• **Text passage**

- - - - -

Sign in details are not just about being marketed to though. Logon screens are required where services are only available to subscribing or paying users who need to be identified as registered individuals.
Here we have the Renaissance Marriott hotel Baltimore (below, left) using name and room number to charge costs to the hotel bill. Below right is the sign in form for Wellcome Collection, which offers a choice between time-limited free guest access, and registered Member sign-in. Both of these have nice clear boxes and reasonably-sized text that is simple enough on a mobile screen.
Commercial Wi-Fi has some lessons to teach museums
There were a number of commercial examples that illustrated useful approaches. We have already looked at the very good Heathrow example. There are simpler ways for the budget conscious. The Bar Burrito example (below, left) is about as extremely simple as you can get. It is from a café that offers Internet access simply by using a password to access a secured Wi-Fi.
This might seem a bit basic, but it is an option worth considering for a museum on a budget. It requires no fancy access control software, reducing set-up and maintenance cost. It is also pretty well optimised for mobile phones, simply because it uses the phone’s native operating system interface to enter the details. This might be all you need, especially for Wi-Fi at one-off events.
The following example from East Coast trains however seems almost comically hostile to the user. It didn’t help that it had one of the least mobile-friendly displays, having a non-responsive desktop view that is pretty hard to see on a mobile screen. This was not so unusual in itself, but the service on offer didn’t make it any better. It offered a rather tiny 15 minutes of free Internet access which is hardly enough to bother with, especially when it blocks streaming media.
Paid access is available, but they are asking an extremely expensive £4.95 per hour (or £9.95 per 24 hours). If you are desperate enough to need the paid option, you then still have to give an email address. To make it worse, the default option is opt-in to marketing emails, instead of offering opt-in. Finally, the checkbox has a warning that says if you do opt out, they will suspend your rewards account if you happen to have one with them.

- - - - -

• **Required task a**
Arrange the bounding-box entries from the mid-term as a single numbered list with blank lines left out, and leave the picture out of your answer.

- - - - -

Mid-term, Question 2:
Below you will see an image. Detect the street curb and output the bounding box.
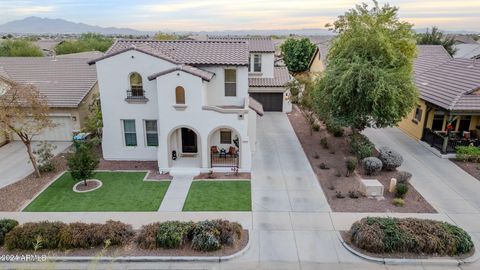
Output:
[336,231,479,266]
[37,233,251,262]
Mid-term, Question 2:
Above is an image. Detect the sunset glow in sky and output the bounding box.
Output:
[0,0,480,31]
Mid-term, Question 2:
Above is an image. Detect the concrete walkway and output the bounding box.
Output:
[0,141,72,188]
[158,170,199,212]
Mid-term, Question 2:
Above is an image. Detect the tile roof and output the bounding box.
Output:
[89,39,248,66]
[207,36,275,53]
[248,67,291,87]
[0,56,97,108]
[415,59,480,112]
[413,45,452,75]
[148,65,215,81]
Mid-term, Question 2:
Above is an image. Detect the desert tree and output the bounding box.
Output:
[0,79,55,177]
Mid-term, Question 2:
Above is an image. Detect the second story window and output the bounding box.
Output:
[225,69,237,97]
[128,72,145,98]
[253,54,262,72]
[175,86,185,104]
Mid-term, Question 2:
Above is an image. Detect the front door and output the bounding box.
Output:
[182,128,197,153]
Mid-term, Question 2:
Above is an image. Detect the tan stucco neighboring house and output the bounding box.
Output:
[398,45,480,153]
[0,52,102,144]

- - - - -

• **Required task b**
Reproduce the Wi-Fi sign-in passage word for word, starting with "Commercial Wi-Fi has" and going on through "a secured Wi-Fi.".

• **Exercise result a**
1. Mid-term, Question 2:
2. Below you will see an image. Detect the street curb and output the bounding box.
3. Output:
4. [336,231,479,266]
5. [37,233,251,262]
6. Mid-term, Question 2:
7. Above is an image. Detect the sunset glow in sky and output the bounding box.
8. Output:
9. [0,0,480,31]
10. Mid-term, Question 2:
11. Above is an image. Detect the concrete walkway and output the bounding box.
12. Output:
13. [0,141,72,188]
14. [158,170,199,212]
15. Mid-term, Question 2:
16. Above is an image. Detect the tile roof and output the bounding box.
17. Output:
18. [89,39,248,66]
19. [207,36,275,53]
20. [248,67,291,87]
21. [0,56,97,108]
22. [415,59,480,112]
23. [413,45,452,75]
24. [148,65,215,81]
25. Mid-term, Question 2:
26. Above is an image. Detect the desert tree and output the bounding box.
27. Output:
28. [0,79,55,177]
29. Mid-term, Question 2:
30. Above is an image. Detect the second story window and output the bounding box.
31. Output:
32. [225,69,237,97]
33. [128,72,145,98]
34. [253,54,262,72]
35. [175,86,185,104]
36. Mid-term, Question 2:
37. Above is an image. Detect the front door and output the bounding box.
38. Output:
39. [182,128,197,153]
40. Mid-term, Question 2:
41. Above is an image. Detect the tan stucco neighboring house and output the bounding box.
42. Output:
43. [398,45,480,153]
44. [0,52,102,144]

• **Exercise result b**
Commercial Wi-Fi has some lessons to teach museums
There were a number of commercial examples that illustrated useful approaches. We have already looked at the very good Heathrow example. There are simpler ways for the budget conscious. The Bar Burrito example (below, left) is about as extremely simple as you can get. It is from a café that offers Internet access simply by using a password to access a secured Wi-Fi.